• _EXERCISE INSTRUCTIONS_
State how many lines of the items below contain the string "building", and give only that number.

• _MATERIAL SHOWN_
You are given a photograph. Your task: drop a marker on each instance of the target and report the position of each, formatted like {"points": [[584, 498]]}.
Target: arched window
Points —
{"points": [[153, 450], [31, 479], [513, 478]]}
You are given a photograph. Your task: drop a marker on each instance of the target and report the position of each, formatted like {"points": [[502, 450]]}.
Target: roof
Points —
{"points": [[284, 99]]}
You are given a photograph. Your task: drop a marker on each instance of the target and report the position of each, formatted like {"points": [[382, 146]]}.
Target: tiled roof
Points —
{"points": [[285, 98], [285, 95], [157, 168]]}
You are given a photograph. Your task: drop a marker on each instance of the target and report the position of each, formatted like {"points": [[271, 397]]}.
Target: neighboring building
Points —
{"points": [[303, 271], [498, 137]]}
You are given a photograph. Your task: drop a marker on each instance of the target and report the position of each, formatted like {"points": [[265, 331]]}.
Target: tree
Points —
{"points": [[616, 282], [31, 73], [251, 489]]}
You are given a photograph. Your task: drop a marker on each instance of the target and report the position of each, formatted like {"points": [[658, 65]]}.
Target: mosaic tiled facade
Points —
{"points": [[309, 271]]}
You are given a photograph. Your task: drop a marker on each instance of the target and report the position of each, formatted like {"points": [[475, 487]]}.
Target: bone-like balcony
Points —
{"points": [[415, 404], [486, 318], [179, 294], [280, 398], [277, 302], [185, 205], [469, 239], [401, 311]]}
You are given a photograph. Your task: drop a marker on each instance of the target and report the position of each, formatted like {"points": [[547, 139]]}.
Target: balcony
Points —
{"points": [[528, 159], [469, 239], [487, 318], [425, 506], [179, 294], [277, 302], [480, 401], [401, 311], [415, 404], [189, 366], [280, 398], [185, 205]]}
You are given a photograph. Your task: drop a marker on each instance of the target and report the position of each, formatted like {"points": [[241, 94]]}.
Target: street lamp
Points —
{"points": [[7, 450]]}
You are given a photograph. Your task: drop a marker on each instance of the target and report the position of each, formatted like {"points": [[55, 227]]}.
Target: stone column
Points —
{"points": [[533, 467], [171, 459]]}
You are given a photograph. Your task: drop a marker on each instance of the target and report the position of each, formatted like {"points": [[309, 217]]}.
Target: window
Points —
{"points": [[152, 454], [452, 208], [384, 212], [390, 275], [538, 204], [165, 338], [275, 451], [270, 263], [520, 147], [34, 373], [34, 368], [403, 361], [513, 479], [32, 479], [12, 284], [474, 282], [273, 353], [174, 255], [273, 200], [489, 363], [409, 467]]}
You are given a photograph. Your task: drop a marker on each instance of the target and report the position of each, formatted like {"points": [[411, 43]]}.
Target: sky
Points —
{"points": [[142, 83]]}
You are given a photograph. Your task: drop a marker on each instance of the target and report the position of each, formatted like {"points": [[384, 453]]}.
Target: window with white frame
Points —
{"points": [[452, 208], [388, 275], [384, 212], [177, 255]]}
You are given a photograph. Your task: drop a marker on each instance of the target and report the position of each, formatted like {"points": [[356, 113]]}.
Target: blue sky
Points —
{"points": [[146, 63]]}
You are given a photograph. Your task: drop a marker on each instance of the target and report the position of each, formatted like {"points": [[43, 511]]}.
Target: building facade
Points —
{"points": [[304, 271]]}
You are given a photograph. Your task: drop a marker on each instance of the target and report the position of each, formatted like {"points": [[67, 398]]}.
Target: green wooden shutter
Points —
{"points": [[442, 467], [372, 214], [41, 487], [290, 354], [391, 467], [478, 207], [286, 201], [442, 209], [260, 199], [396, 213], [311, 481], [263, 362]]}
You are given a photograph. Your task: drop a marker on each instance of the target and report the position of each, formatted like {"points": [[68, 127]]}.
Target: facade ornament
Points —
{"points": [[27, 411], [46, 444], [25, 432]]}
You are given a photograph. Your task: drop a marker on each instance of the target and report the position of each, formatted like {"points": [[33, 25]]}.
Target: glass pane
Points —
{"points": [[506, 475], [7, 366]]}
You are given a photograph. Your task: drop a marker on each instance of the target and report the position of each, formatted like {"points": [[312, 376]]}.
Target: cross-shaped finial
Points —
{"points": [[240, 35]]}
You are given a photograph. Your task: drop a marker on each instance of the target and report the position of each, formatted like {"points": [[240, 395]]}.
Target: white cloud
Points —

• _THE SOLUTION_
2